**TASK:**
From the trumpet lily poisoning text below, reproduce word for word the passage starting with "First Walk is" and going on through "greenery in gardens.".

Trumpet Lily Poisoning Average Cost

From 404 quotes ranging from $200 - 800

Average Cost

$400

First Walk is on Us!

✓ GPS tracked walks
✓ Activity reports
✓ On-demand walkers
Book FREE Walk

Jump to Section

What is Trumpet Lily Poisoning?

Trumpet lilies are strikingly beautiful ornamental plants that adorn business offices, restaurants, churches, and homes. This plant is native to South Africa and grows in a warm climate. Grown from bulbs, trumpet lilies come in a variety of hues, such as green, white, orange, red, pink, and purple. The petals are thicker than your average plant, and quite waxy to the touch. These tubular plants can grow up to a few feet in height, and look very pretty when paired with other types of bulbous plants or lush greenery in gardens.

[Saved data entries]
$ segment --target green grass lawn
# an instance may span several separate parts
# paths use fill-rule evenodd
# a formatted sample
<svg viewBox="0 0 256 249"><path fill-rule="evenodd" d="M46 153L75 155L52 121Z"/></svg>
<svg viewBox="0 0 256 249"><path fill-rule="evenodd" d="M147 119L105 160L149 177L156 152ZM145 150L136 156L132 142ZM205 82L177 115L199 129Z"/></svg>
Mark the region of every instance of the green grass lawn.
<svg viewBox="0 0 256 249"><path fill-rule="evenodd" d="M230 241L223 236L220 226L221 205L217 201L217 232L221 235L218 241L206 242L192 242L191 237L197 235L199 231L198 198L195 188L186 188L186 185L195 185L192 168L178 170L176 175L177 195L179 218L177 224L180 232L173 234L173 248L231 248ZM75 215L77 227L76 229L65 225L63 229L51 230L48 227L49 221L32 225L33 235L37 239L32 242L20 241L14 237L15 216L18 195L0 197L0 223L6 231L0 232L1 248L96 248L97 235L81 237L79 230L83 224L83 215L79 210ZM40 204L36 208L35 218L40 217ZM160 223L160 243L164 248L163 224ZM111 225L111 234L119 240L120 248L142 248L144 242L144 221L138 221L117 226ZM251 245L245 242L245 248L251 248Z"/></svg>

**WRITTEN SOLUTION:**
First Walk is on Us!

✓ GPS tracked walks
✓ Activity reports
✓ On-demand walkers
Book FREE Walk

Jump to Section

What is Trumpet Lily Poisoning?

Trumpet lilies are strikingly beautiful ornamental plants that adorn business offices, restaurants, churches, and homes. This plant is native to South Africa and grows in a warm climate. Grown from bulbs, trumpet lilies come in a variety of hues, such as green, white, orange, red, pink, and purple. The petals are thicker than your average plant, and quite waxy to the touch. These tubular plants can grow up to a few feet in height, and look very pretty when paired with other types of bulbous plants or lush greenery in gardens.